**The request**: Transcribe all the entries word for word, but omit the images.

**Given data**:

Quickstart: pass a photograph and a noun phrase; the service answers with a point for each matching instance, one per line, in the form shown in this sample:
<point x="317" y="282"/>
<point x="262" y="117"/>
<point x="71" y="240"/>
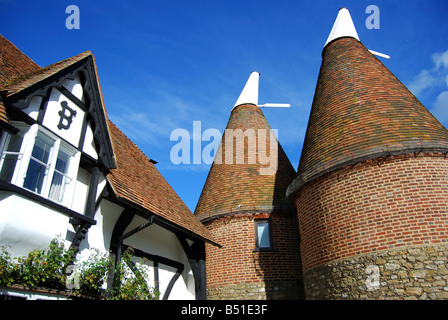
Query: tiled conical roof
<point x="232" y="187"/>
<point x="137" y="181"/>
<point x="362" y="111"/>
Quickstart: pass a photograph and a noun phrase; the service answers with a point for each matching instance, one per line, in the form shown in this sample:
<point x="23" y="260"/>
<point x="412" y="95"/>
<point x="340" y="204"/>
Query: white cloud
<point x="440" y="59"/>
<point x="437" y="75"/>
<point x="436" y="79"/>
<point x="440" y="107"/>
<point x="422" y="81"/>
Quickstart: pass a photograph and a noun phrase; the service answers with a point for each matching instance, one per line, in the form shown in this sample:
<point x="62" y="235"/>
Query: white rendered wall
<point x="26" y="225"/>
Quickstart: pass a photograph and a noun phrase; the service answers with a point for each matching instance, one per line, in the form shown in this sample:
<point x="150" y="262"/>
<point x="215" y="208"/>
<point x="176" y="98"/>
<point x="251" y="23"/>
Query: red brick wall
<point x="236" y="262"/>
<point x="374" y="205"/>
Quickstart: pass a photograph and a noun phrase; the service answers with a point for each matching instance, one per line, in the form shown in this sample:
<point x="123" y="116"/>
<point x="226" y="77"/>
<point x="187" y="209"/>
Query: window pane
<point x="8" y="166"/>
<point x="264" y="240"/>
<point x="62" y="162"/>
<point x="41" y="150"/>
<point x="59" y="180"/>
<point x="35" y="175"/>
<point x="10" y="157"/>
<point x="57" y="187"/>
<point x="37" y="168"/>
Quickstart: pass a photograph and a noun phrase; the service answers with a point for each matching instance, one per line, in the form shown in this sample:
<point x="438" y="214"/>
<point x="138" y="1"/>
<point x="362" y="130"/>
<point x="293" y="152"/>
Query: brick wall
<point x="236" y="271"/>
<point x="404" y="273"/>
<point x="372" y="206"/>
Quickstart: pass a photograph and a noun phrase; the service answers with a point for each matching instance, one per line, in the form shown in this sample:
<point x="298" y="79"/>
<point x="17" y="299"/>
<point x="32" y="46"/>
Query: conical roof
<point x="361" y="111"/>
<point x="234" y="185"/>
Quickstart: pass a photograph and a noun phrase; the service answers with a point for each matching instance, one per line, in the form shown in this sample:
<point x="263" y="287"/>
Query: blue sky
<point x="164" y="64"/>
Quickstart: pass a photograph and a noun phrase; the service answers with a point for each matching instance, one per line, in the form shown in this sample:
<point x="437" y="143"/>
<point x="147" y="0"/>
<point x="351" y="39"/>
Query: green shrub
<point x="54" y="268"/>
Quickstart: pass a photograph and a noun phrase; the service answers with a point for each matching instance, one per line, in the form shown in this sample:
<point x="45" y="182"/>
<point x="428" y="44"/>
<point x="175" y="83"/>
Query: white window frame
<point x="24" y="156"/>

**Written response**:
Quickstart: pass a photograph and a noun phrase; the service answers with a point for each matching instance, one per line, in the form shown in this sample:
<point x="317" y="282"/>
<point x="262" y="117"/>
<point x="71" y="240"/>
Query: tiled conical roof
<point x="232" y="187"/>
<point x="137" y="181"/>
<point x="362" y="111"/>
Quickstart: pass a photograph and a noun phrase; the service answers with a point for each matching instance, one per line, in the form shown in this sample:
<point x="23" y="260"/>
<point x="412" y="95"/>
<point x="340" y="204"/>
Query: white cloud
<point x="440" y="59"/>
<point x="437" y="75"/>
<point x="436" y="79"/>
<point x="440" y="107"/>
<point x="422" y="81"/>
Quickstart: pass a photograph and a noun phrase; the service answers with a point for each matching instance, one per line, in the form shown in this sample:
<point x="62" y="235"/>
Query: white rendered wall
<point x="26" y="225"/>
Quickstart: pass a photograph and a noun phrase; the service answers with a point for each matching instance, one per line, in the form shown in this sample:
<point x="150" y="262"/>
<point x="215" y="208"/>
<point x="176" y="98"/>
<point x="251" y="23"/>
Query: red brick wall
<point x="236" y="262"/>
<point x="374" y="205"/>
Quickstart: pass a photograph and a noun phrase; the service answers with a point for each matching instance, one per line, in the form shown in this sample:
<point x="123" y="116"/>
<point x="226" y="77"/>
<point x="187" y="209"/>
Query: window pane
<point x="8" y="166"/>
<point x="264" y="240"/>
<point x="62" y="162"/>
<point x="41" y="150"/>
<point x="59" y="180"/>
<point x="35" y="175"/>
<point x="10" y="157"/>
<point x="57" y="187"/>
<point x="37" y="168"/>
Quickstart: pass a photograph and a noun phrase; the service answers with a point for each matching instance, one per line, in the form shown in this sample:
<point x="438" y="214"/>
<point x="138" y="1"/>
<point x="362" y="130"/>
<point x="293" y="152"/>
Query: brick wall
<point x="236" y="271"/>
<point x="404" y="273"/>
<point x="372" y="206"/>
Quickstart: pass a photograph and a noun phrase; the service answers with a point for each matching instance, one per line, in the form shown in this sample:
<point x="298" y="79"/>
<point x="17" y="299"/>
<point x="32" y="46"/>
Query: conical roof
<point x="361" y="111"/>
<point x="234" y="185"/>
Quickstart: pass a photograph and a noun phrase; the service answers with a point for each matching instance, one per line, in the form shown in this sample:
<point x="263" y="287"/>
Query: blue sky
<point x="164" y="64"/>
Quickstart: pass a photograph and a noun phrase; the service answers with a point for each matching instance, one per line, in the form shown in this sample:
<point x="437" y="143"/>
<point x="147" y="0"/>
<point x="351" y="39"/>
Query: green shrub
<point x="54" y="268"/>
Quickstart: pass a photograph and a noun phrase; the service answers with a point for each matching instance, one per line, in the form shown in this sample:
<point x="45" y="182"/>
<point x="428" y="44"/>
<point x="175" y="83"/>
Query: white window frame
<point x="24" y="156"/>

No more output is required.